------ Records
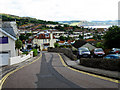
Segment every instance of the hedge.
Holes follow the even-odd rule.
[[[38,55],[37,49],[32,49],[32,51],[33,51],[33,57]]]
[[[120,71],[120,59],[81,58],[80,65],[111,71]]]

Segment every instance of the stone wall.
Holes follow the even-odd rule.
[[[73,54],[72,50],[69,48],[48,48],[48,52],[57,52],[57,53],[63,53],[67,57],[69,57],[71,60],[76,60],[77,56]]]

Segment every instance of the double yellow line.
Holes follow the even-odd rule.
[[[30,62],[29,64],[26,64],[26,65],[24,65],[24,66],[22,66],[22,67],[19,67],[19,68],[13,70],[13,71],[7,73],[7,74],[0,80],[0,90],[2,89],[2,86],[3,86],[4,82],[5,82],[5,80],[6,80],[11,74],[13,74],[14,72],[16,72],[16,71],[24,68],[25,66],[28,66],[28,65],[34,63],[35,61],[39,60],[41,57],[42,57],[42,54],[40,55],[39,58],[35,59],[34,61]]]
[[[63,58],[61,57],[61,55],[60,54],[58,54],[58,55],[60,57],[60,60],[61,60],[62,64],[65,67],[69,68],[70,70],[73,70],[73,71],[76,71],[76,72],[79,72],[79,73],[82,73],[82,74],[86,74],[86,75],[89,75],[89,76],[93,76],[93,77],[96,77],[96,78],[100,78],[100,79],[103,79],[103,80],[111,81],[111,82],[114,82],[114,83],[120,83],[119,80],[115,80],[115,79],[111,79],[111,78],[107,78],[107,77],[103,77],[103,76],[99,76],[99,75],[95,75],[95,74],[91,74],[91,73],[87,73],[87,72],[84,72],[84,71],[80,71],[80,70],[76,70],[74,68],[71,68],[71,67],[69,67],[69,66],[67,66],[65,64],[65,62],[64,62]]]

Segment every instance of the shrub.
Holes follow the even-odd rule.
[[[81,58],[81,65],[93,68],[101,68],[111,71],[119,71],[119,59],[103,59],[103,58]]]
[[[23,52],[22,54],[26,54],[26,55],[28,55],[28,52]]]
[[[33,51],[33,57],[38,55],[37,49],[33,49],[32,51]]]

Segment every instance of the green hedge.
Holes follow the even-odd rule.
[[[37,49],[32,49],[32,51],[33,51],[33,57],[38,55]]]
[[[119,71],[120,59],[81,58],[80,65],[111,71]]]

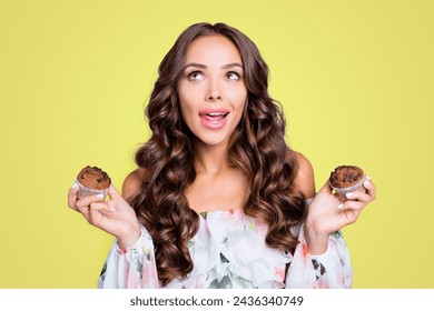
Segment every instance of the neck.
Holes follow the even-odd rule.
[[[195,168],[197,173],[218,174],[233,167],[229,162],[228,146],[196,143]]]

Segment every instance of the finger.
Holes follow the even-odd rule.
[[[345,201],[337,205],[339,210],[362,210],[364,207],[366,207],[365,202],[361,201]]]
[[[68,207],[70,207],[72,210],[77,210],[76,202],[77,202],[78,190],[79,189],[78,189],[77,181],[75,181],[72,187],[68,191]]]
[[[328,183],[328,180],[326,183],[324,183],[324,185],[319,189],[318,193],[322,192],[322,193],[332,193],[332,187],[331,184]]]
[[[347,192],[345,193],[345,198],[347,200],[353,200],[353,201],[361,201],[364,203],[371,202],[372,198],[369,194],[367,194],[365,191],[357,190],[354,192]]]
[[[105,197],[103,194],[87,195],[76,201],[76,207],[78,211],[81,213],[88,212],[90,204],[93,202],[102,201],[103,197]]]
[[[87,219],[89,223],[99,227],[103,217],[107,217],[110,213],[112,213],[112,211],[107,203],[95,202],[89,207],[89,215]]]
[[[363,183],[363,188],[366,189],[367,193],[371,195],[371,200],[374,200],[376,198],[377,191],[375,184],[372,182],[371,178],[366,175],[366,179]]]
[[[112,200],[121,198],[119,191],[112,184],[110,184],[108,194],[109,194],[110,199],[112,199]]]

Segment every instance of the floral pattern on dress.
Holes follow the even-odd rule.
[[[349,288],[352,267],[341,232],[329,235],[327,251],[308,252],[303,225],[295,232],[294,254],[265,243],[267,225],[243,209],[200,213],[199,230],[188,247],[194,269],[165,288]],[[115,241],[98,280],[99,288],[160,288],[152,239],[141,227],[139,240],[121,251]]]

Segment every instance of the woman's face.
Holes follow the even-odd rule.
[[[226,37],[207,36],[187,49],[178,81],[183,118],[207,146],[227,144],[247,101],[241,57]]]

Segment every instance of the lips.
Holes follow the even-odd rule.
[[[210,130],[219,130],[226,124],[226,117],[229,111],[226,109],[204,109],[200,110],[199,117],[201,123]]]

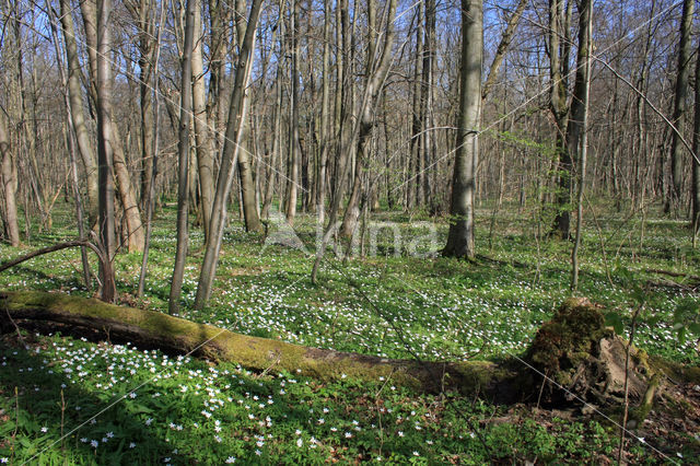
------------
# Your goal
Collect each line from the records above that contains the string "Segment".

# Task result
Segment every instance of the hedge.
Segment every instance of the stone wall.
Segment every instance of the double yellow line.
Segment every instance of the shrub.
Segment every instance of the green hedge.
Segment every instance of the neck.
Segment every instance of the finger.
Segment every instance of the floral pattern on dress.
Segment every instance of the woman's face.
Segment every instance of the lips.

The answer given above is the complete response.